Exercise objective: Copy the lines below word for word, from the line with "Note: locate the white hijab" up to and including the line with "pixel 1065 612", but leave out the pictures.

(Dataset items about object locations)
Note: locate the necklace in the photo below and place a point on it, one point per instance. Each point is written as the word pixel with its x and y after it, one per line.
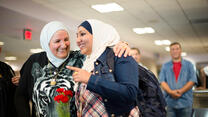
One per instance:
pixel 53 80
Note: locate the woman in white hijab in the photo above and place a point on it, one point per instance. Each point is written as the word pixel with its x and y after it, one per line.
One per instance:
pixel 45 72
pixel 102 92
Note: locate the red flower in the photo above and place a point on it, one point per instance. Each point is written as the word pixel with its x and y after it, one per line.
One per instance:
pixel 65 99
pixel 68 93
pixel 64 95
pixel 60 90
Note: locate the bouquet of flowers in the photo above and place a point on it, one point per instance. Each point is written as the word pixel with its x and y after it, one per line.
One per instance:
pixel 63 101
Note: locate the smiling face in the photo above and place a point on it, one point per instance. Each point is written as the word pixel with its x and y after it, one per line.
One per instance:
pixel 84 40
pixel 175 52
pixel 60 44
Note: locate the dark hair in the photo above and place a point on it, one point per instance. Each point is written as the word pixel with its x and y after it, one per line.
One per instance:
pixel 175 43
pixel 137 49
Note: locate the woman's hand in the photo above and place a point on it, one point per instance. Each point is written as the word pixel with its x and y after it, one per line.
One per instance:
pixel 121 48
pixel 80 75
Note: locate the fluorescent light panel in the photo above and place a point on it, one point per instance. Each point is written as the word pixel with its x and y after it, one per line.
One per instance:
pixel 106 8
pixel 144 30
pixel 162 42
pixel 10 58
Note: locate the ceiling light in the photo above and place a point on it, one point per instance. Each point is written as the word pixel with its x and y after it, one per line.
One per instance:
pixel 166 42
pixel 167 49
pixel 162 42
pixel 139 30
pixel 183 54
pixel 10 58
pixel 37 50
pixel 149 30
pixel 105 8
pixel 1 43
pixel 158 42
pixel 143 30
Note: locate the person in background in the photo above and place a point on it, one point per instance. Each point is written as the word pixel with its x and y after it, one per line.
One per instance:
pixel 104 92
pixel 135 53
pixel 177 77
pixel 8 85
pixel 46 71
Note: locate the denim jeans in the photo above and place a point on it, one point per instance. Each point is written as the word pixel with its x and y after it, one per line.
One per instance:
pixel 179 112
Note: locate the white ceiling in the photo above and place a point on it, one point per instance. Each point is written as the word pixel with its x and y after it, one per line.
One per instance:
pixel 185 21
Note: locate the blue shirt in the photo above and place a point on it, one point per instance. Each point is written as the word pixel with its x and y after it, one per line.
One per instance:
pixel 186 74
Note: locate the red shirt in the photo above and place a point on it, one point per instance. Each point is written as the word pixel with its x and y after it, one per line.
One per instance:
pixel 176 69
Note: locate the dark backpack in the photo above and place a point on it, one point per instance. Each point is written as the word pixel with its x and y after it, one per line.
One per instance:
pixel 150 98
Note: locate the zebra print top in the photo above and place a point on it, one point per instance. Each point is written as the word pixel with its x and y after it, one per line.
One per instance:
pixel 36 75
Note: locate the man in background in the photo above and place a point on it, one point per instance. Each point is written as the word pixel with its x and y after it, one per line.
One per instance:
pixel 177 77
pixel 8 84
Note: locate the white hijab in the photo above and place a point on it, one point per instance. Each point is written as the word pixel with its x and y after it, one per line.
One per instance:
pixel 45 37
pixel 104 35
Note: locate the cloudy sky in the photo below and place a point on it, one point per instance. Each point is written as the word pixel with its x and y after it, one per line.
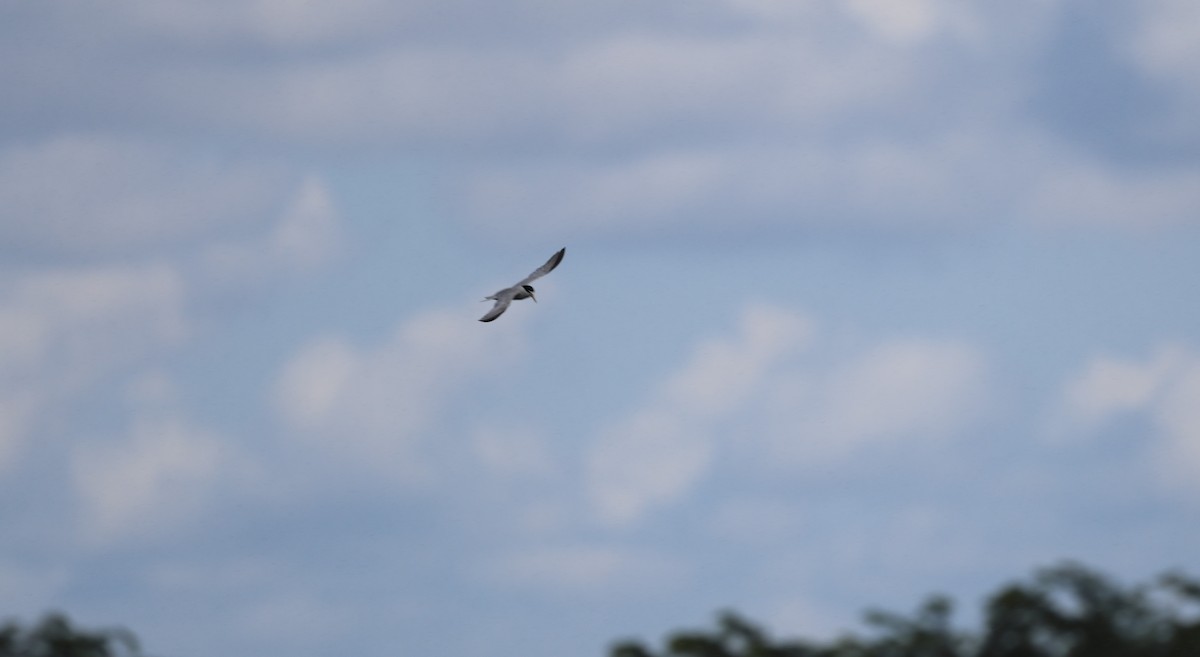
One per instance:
pixel 863 300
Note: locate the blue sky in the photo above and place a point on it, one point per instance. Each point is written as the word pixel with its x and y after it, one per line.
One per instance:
pixel 863 300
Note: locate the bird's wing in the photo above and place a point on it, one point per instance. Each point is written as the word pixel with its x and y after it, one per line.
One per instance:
pixel 545 269
pixel 502 305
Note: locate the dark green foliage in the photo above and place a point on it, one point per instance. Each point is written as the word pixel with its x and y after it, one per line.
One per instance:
pixel 55 637
pixel 1065 612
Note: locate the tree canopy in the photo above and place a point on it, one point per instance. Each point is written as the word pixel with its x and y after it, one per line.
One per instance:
pixel 55 636
pixel 1067 610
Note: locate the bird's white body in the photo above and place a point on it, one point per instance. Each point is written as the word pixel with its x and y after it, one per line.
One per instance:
pixel 522 289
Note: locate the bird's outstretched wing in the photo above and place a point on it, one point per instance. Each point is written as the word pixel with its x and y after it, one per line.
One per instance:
pixel 502 305
pixel 545 269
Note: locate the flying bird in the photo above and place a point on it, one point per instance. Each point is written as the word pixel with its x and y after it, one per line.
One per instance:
pixel 522 289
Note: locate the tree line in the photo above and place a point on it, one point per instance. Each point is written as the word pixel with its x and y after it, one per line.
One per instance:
pixel 1067 610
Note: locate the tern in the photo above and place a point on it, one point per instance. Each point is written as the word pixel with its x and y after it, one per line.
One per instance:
pixel 522 289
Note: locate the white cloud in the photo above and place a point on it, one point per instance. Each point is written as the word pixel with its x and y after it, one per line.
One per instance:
pixel 159 481
pixel 306 235
pixel 373 405
pixel 96 196
pixel 513 452
pixel 1078 193
pixel 766 387
pixel 279 23
pixel 582 568
pixel 1164 43
pixel 63 330
pixel 1164 389
pixel 903 390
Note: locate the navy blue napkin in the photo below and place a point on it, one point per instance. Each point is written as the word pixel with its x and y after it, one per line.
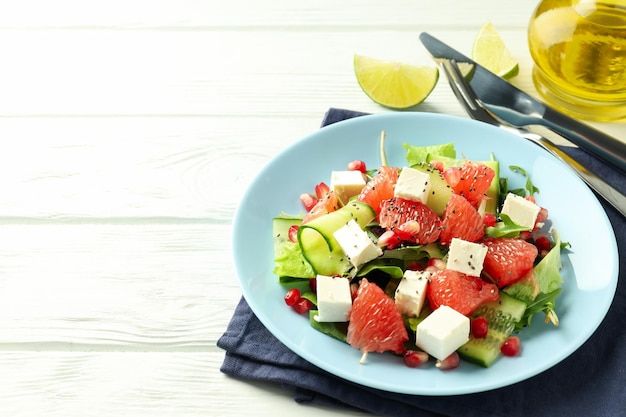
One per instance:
pixel 590 382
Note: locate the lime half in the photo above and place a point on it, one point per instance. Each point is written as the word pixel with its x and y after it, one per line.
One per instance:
pixel 490 51
pixel 394 84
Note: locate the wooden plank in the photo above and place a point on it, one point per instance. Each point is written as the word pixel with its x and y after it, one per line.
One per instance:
pixel 107 168
pixel 139 14
pixel 207 73
pixel 136 384
pixel 106 287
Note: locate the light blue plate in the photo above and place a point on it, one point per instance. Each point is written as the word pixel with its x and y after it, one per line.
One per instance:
pixel 574 211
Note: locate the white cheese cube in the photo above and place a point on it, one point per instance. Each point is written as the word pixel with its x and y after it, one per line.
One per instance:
pixel 411 292
pixel 466 257
pixel 356 244
pixel 334 300
pixel 521 211
pixel 346 184
pixel 442 332
pixel 413 185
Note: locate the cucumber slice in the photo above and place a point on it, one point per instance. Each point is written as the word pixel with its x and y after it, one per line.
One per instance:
pixel 289 263
pixel 493 192
pixel 440 191
pixel 336 330
pixel 318 245
pixel 280 229
pixel 501 316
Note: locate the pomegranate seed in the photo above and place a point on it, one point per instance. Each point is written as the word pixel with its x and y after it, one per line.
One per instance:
pixel 543 243
pixel 525 235
pixel 542 216
pixel 511 346
pixel 448 363
pixel 293 233
pixel 357 165
pixel 302 306
pixel 308 201
pixel 292 297
pixel 489 220
pixel 321 190
pixel 415 358
pixel 389 239
pixel 414 265
pixel 438 165
pixel 452 176
pixel 354 288
pixel 479 327
pixel 435 264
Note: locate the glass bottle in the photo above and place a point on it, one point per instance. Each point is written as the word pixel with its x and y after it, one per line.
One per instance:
pixel 579 50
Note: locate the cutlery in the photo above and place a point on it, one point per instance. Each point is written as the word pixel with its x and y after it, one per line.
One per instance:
pixel 521 110
pixel 476 109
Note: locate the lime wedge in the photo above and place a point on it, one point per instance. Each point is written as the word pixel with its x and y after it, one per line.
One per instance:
pixel 393 84
pixel 490 51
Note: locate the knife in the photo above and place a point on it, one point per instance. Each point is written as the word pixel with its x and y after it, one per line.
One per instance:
pixel 520 109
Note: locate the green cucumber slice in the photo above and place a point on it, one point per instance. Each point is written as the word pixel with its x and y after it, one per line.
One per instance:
pixel 502 316
pixel 318 245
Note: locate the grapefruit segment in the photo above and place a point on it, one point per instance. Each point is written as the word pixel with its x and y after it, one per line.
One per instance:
pixel 375 322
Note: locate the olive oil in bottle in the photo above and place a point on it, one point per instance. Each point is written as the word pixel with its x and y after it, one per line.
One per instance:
pixel 579 50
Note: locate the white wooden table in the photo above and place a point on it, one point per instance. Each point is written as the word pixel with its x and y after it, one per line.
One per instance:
pixel 129 130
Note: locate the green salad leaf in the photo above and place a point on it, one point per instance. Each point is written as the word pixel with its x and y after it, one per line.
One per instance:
pixel 417 154
pixel 529 187
pixel 289 262
pixel 549 280
pixel 505 228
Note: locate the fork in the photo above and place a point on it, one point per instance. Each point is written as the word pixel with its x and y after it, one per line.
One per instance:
pixel 476 110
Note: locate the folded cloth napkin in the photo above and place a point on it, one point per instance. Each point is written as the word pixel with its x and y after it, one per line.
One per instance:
pixel 590 382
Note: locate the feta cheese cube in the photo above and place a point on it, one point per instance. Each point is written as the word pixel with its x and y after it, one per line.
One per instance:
pixel 521 211
pixel 411 292
pixel 413 185
pixel 346 184
pixel 334 300
pixel 466 257
pixel 356 244
pixel 442 332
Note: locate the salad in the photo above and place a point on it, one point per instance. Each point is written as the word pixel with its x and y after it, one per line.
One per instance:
pixel 439 258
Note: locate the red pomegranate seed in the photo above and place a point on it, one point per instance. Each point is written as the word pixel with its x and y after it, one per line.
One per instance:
pixel 292 297
pixel 435 264
pixel 542 216
pixel 543 243
pixel 479 327
pixel 415 358
pixel 302 306
pixel 357 166
pixel 438 165
pixel 321 190
pixel 308 201
pixel 354 289
pixel 489 220
pixel 293 233
pixel 448 363
pixel 511 346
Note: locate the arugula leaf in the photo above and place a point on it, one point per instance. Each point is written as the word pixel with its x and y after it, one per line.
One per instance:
pixel 549 279
pixel 529 185
pixel 417 154
pixel 505 228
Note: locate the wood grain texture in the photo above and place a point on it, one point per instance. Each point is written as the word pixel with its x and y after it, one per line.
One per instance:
pixel 129 131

Output:
Note: locate the white hijab in the photo above and place a point on it, one point per instance. Each point is written as the word pixel with its x and y after it, one per line.
One per instance:
pixel 45 37
pixel 104 35
Note: locate the cloudy sky in the photo below and place a point on it, one point per instance. Each point is written as the word pixel with its x and y after it, one per line.
One per instance:
pixel 863 300
Note: locate the blue sky in the photo above and place a point on it, one point per instance. Each point is written as the word pixel with its x and y after it, one per line.
One per instance:
pixel 863 300
Note: locate the bird's wing in the photo above and place a point on it, one point per instance. Each point is written as the word pixel with its x and y after it, one per line.
One per instance:
pixel 545 269
pixel 502 305
Note: locate the dark green foliage in the photo above and place a point on it, one point per instance. Each point is written as the word pixel with its x and y after it, one per line.
One per instance:
pixel 55 637
pixel 1065 612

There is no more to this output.